All of the records need to be retyped exactly, with no line dropped.

> _Data for this task_
★ ★ ★ ★ ★ ★ ★

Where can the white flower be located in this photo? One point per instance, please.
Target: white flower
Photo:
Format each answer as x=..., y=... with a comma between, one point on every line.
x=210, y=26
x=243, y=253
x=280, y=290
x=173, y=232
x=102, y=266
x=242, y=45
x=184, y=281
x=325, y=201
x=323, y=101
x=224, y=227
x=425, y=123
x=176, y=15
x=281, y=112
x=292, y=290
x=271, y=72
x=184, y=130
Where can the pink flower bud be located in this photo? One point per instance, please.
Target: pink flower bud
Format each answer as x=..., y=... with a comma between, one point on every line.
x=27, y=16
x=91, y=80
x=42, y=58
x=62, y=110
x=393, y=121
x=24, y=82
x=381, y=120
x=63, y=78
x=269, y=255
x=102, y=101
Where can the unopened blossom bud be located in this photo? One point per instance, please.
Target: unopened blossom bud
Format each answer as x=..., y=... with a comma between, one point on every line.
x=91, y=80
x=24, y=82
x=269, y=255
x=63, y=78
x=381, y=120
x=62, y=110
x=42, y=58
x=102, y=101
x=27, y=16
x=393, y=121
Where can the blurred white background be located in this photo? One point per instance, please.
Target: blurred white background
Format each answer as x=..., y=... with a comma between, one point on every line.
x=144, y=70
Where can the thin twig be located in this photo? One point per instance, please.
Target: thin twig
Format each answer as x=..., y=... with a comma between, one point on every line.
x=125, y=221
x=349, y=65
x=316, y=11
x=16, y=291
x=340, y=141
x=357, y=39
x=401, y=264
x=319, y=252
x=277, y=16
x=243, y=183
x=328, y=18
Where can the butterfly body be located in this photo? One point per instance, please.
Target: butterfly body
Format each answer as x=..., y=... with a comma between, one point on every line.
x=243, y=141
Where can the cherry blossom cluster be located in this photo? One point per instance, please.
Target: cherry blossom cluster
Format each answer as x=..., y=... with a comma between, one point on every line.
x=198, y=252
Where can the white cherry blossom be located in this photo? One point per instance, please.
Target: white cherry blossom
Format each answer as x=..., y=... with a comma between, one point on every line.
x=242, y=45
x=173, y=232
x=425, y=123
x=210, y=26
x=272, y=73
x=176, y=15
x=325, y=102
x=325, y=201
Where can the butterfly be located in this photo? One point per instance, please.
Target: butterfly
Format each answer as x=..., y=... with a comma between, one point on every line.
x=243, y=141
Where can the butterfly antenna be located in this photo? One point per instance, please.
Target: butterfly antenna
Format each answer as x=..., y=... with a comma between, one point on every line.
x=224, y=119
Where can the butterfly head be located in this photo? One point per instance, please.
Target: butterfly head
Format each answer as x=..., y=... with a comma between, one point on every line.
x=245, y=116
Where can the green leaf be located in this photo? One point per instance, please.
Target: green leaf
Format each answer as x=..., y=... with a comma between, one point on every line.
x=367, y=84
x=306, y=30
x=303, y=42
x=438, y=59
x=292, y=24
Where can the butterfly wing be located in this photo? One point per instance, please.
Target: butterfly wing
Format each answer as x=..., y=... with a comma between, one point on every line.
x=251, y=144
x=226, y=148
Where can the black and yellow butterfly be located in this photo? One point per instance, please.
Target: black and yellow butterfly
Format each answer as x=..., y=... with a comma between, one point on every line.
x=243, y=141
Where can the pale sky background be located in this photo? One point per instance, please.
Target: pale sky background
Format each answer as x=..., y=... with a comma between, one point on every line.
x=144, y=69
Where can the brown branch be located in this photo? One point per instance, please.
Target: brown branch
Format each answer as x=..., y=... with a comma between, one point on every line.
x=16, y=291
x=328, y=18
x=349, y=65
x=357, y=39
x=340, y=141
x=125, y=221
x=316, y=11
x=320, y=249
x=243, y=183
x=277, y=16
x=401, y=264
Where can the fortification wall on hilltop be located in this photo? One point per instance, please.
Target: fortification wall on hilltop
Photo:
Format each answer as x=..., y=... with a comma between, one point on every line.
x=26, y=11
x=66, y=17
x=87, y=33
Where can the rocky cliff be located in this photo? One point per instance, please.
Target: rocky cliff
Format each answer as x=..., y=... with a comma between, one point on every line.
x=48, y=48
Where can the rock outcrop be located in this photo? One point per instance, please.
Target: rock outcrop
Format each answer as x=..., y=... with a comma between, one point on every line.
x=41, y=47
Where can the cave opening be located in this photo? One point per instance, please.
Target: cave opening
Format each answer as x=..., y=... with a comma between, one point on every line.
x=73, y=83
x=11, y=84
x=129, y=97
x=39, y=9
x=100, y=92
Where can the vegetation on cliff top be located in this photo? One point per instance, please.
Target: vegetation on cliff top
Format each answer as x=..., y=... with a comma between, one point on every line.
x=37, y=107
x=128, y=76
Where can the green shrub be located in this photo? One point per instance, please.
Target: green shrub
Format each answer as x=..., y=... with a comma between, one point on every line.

★ ★ ★ ★ ★ ★ ★

> _Response to the task_
Where can the white flower be located in this photo? One point per instance, please.
Target: white flower
Photo:
Format each answer as x=..., y=... with a comma between, one point on every line.
x=210, y=26
x=243, y=253
x=280, y=290
x=173, y=232
x=102, y=266
x=242, y=45
x=184, y=281
x=325, y=201
x=323, y=101
x=224, y=227
x=425, y=123
x=176, y=15
x=281, y=112
x=292, y=290
x=271, y=72
x=184, y=130
Where can the pink flower bud be located in this photo? One point per instance, please.
Target: pink flower bud
Format each answer as x=..., y=... with a comma between, one point on every line.
x=27, y=16
x=91, y=80
x=42, y=58
x=62, y=110
x=393, y=121
x=24, y=82
x=381, y=120
x=63, y=78
x=269, y=255
x=102, y=101
Where can the unopened blossom bud be located in this photo? One point per instance, please.
Target: unopened blossom bud
Format each answer as x=..., y=... with a comma between, one point on every line.
x=91, y=80
x=24, y=82
x=269, y=255
x=63, y=78
x=381, y=120
x=62, y=110
x=42, y=58
x=102, y=101
x=27, y=16
x=393, y=121
Where can the blurred white background be located in this photo? One point per instance, please.
Target: blurred white background
Format each answer as x=..., y=... with a comma between, one point on every line.
x=144, y=70
Where can the thin twig be located in this photo? One point per instance, please.
Target: thin twig
Format each answer as x=..., y=... with a comma between, one point on every line.
x=125, y=221
x=349, y=65
x=316, y=11
x=16, y=291
x=340, y=141
x=357, y=39
x=401, y=264
x=319, y=252
x=277, y=16
x=243, y=183
x=328, y=18
Where can the butterfly body be located in this photo? One point per instance, please.
Target: butterfly body
Format each answer as x=..., y=... with a comma between, one point on every line.
x=243, y=141
Where can the cherry blossom cluster be located in this photo? One point per instance, please.
Target: cherry blossom cluster
Format each answer as x=..., y=... with a comma between, one point on every line.
x=198, y=252
Where can the white cherry blossom be located in this photo? One point per instance, please.
Target: white cherry blossom
Format each answer as x=..., y=... with a comma between, one point on every line.
x=242, y=45
x=173, y=232
x=425, y=123
x=210, y=26
x=272, y=73
x=176, y=15
x=325, y=102
x=325, y=201
Where can the butterfly be located in this photo? One point per instance, please.
Target: butterfly
Format each answer as x=..., y=... with a comma between, one point on every line.
x=243, y=141
Where can the butterfly antenna be located in this photo? One point per instance, please.
Target: butterfly antenna
Format each answer as x=..., y=... with a comma between, one point on every line.
x=224, y=119
Where can the butterfly head be located in this photo? One point per instance, please.
Target: butterfly head
Format each answer as x=..., y=... with a comma between, one point on every line.
x=245, y=116
Where can the green leaf be located in this photo? One point per instance, please.
Target: green leaf
Format each answer as x=..., y=... with a comma between, one point on every line.
x=367, y=84
x=306, y=30
x=303, y=42
x=438, y=59
x=292, y=24
Where can the butterfly wing be located in this photo? One point per instance, please.
Target: butterfly wing
Format each answer as x=..., y=... with a comma between, one point on every line.
x=251, y=144
x=226, y=148
Where can the black and yellow butterfly be located in this photo? One point per instance, please.
Target: black and yellow butterfly
Format each answer as x=..., y=... with a comma between, one point on every line.
x=243, y=141
Where can the pale sky background be located in this photo? One point per instance, please.
Target: pale sky background
Format each answer as x=..., y=... with a comma between, one point on every line.
x=144, y=69
Where can the brown branch be located in this photo? One point per instance, please.
Target: brown branch
Format each answer as x=..., y=... with a comma between, one point on every line.
x=16, y=291
x=328, y=18
x=349, y=65
x=357, y=39
x=340, y=141
x=125, y=221
x=316, y=11
x=320, y=249
x=243, y=183
x=277, y=16
x=401, y=264
Where can the fortification wall on hilltop be located in this photo? One point per instance, please.
Target: fortification wall on hilltop
Photo:
Format each answer as x=..., y=... with a comma between, one point on every line.
x=26, y=11
x=66, y=17
x=87, y=33
Where can the rocky cliff be located in this photo? One point per instance, please.
Target: rocky cliff
Format each answer as x=..., y=... with a comma between, one point on every line.
x=48, y=48
Where can the rock outcrop be located in this photo? One point per instance, please.
Target: rock outcrop
Format each answer as x=..., y=... with a comma between, one point on every line.
x=41, y=47
Where can the cave opening be located in this photo? One point per instance, please.
Target: cave opening
Format each answer as x=..., y=... with a comma between, one point on every line.
x=73, y=83
x=11, y=84
x=129, y=97
x=39, y=9
x=100, y=92
Where can the vegetation on cliff top be located in this photo? One point per instance, please.
Target: vegetation on cliff top
Format each answer as x=..., y=... with a comma between, one point on every line.
x=37, y=107
x=128, y=76
Where can the green shrub be located in this photo? One point per instance, please.
Target: green shrub
Format each answer as x=..., y=... with a comma between, one point on every line.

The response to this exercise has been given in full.